Task objective: Begin with the first line of the listing and quote every line through the one containing "tag the neighboring"; give only those lines.

Record set:
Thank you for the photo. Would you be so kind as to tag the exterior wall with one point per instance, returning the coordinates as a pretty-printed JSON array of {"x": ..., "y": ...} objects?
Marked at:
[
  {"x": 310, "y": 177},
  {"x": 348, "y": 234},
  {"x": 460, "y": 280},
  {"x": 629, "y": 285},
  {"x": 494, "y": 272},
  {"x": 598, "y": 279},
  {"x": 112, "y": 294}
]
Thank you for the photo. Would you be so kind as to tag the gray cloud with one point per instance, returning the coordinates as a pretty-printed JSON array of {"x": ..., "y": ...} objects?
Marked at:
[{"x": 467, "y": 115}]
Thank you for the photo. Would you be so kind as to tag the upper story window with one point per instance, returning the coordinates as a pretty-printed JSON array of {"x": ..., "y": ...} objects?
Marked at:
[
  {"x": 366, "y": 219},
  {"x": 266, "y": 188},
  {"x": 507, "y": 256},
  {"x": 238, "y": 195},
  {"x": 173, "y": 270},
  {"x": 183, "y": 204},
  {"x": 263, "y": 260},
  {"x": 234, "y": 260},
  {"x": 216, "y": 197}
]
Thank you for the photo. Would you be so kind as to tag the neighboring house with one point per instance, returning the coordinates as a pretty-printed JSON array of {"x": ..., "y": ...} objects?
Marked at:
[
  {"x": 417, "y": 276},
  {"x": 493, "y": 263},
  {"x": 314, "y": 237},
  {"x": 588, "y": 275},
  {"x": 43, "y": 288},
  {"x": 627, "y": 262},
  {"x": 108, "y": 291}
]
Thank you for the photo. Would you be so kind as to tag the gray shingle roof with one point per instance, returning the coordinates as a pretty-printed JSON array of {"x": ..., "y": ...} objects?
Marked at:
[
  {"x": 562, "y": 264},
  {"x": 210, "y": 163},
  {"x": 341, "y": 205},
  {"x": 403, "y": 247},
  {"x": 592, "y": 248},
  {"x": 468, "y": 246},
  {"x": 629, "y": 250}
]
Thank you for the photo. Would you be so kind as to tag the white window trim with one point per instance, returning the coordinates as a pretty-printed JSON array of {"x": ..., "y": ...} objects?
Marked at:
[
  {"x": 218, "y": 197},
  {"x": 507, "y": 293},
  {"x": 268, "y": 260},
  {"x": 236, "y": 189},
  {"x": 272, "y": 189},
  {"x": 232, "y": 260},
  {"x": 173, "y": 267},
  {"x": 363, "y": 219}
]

Exercise response:
Thank you for the photo. Would you be so kind as to tag the exterior wall with one point per instance, returning the coordinates as a pretty-printed JSON array of {"x": ..., "y": ...} objects?
Marked at:
[
  {"x": 310, "y": 177},
  {"x": 348, "y": 234},
  {"x": 460, "y": 280},
  {"x": 629, "y": 285},
  {"x": 494, "y": 272},
  {"x": 598, "y": 279},
  {"x": 112, "y": 294}
]
Thank you for the photo. Would you be so kind as to tag the gray cloud with one point per instance, returning the coordinates as a pretty-printed JSON array of {"x": ..., "y": ...} objects?
Marked at:
[{"x": 467, "y": 115}]
Thank you for the photo. Would you be so kind as to tag the upper story window with one point per instance, returning the coordinates as a pretty-printed JSON array of {"x": ..., "y": ...} objects?
Marked at:
[
  {"x": 366, "y": 219},
  {"x": 266, "y": 188},
  {"x": 507, "y": 256},
  {"x": 238, "y": 195},
  {"x": 173, "y": 270},
  {"x": 183, "y": 204},
  {"x": 263, "y": 260},
  {"x": 234, "y": 260},
  {"x": 216, "y": 197}
]
Thank you for the photo. Would you be so kind as to tag the neighboring house with one point per instance, returning the coordinates as a pretty-printed JSON array of {"x": ..., "y": ...} objects?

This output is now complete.